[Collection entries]
+++
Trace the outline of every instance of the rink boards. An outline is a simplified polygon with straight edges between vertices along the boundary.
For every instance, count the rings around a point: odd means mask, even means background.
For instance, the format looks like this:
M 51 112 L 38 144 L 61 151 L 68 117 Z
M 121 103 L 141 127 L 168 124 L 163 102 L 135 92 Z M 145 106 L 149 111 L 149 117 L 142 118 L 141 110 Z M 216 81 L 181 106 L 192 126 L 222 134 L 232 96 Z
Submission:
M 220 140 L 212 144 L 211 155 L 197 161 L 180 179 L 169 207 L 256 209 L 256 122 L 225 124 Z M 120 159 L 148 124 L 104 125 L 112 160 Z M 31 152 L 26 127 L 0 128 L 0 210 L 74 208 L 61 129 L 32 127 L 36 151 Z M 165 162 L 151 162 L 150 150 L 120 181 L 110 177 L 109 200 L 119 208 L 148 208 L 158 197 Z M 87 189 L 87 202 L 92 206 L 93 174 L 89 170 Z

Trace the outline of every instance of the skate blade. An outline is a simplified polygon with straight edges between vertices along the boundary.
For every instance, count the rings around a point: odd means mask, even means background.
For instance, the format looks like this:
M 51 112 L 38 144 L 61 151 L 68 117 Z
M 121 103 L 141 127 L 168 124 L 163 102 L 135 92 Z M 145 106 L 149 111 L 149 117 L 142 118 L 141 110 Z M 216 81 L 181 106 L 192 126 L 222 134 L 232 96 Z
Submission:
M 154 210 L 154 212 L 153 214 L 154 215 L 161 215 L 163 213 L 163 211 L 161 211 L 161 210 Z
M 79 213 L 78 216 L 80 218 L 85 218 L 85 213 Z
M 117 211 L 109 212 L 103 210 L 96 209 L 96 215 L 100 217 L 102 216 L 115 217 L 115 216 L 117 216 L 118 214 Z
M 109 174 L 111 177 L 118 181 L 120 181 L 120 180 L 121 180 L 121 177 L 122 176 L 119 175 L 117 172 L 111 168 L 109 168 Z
+++
### Instructions to follow
Write out again the part of the data that opens with the line containing "Trace the outline of every instance of the skate" and runs through the end of the data, shifting every coordinate in the submitted outlines by adding 74 to it. Leave all other lines unchanged.

### Response to the task
Trace the outline of every instance of the skate blade. An outline is a simplified polygon with straight edges between vertices along the boundary.
For every instance, count the rings around a point: odd means mask, even means background.
For instance, the format looks like this:
M 51 112 L 38 144 L 61 151 L 68 117 Z
M 121 103 L 141 127 L 168 124 L 163 102 L 135 92 Z M 145 106 L 149 111 L 149 117 L 142 118 L 141 110 Z M 216 81 L 181 106 L 192 126 L 222 134 L 232 96 Z
Submission:
M 228 284 L 228 286 L 227 288 L 228 289 L 235 289 L 237 287 L 237 285 L 235 285 L 235 284 Z
M 153 287 L 152 290 L 154 292 L 159 292 L 159 287 Z
M 191 285 L 183 286 L 177 284 L 170 283 L 170 289 L 174 291 L 176 290 L 189 291 L 189 290 L 191 290 L 192 288 Z
M 183 248 L 185 251 L 192 255 L 194 255 L 194 254 L 195 254 L 195 251 L 196 250 L 193 249 L 191 246 L 185 242 L 183 242 Z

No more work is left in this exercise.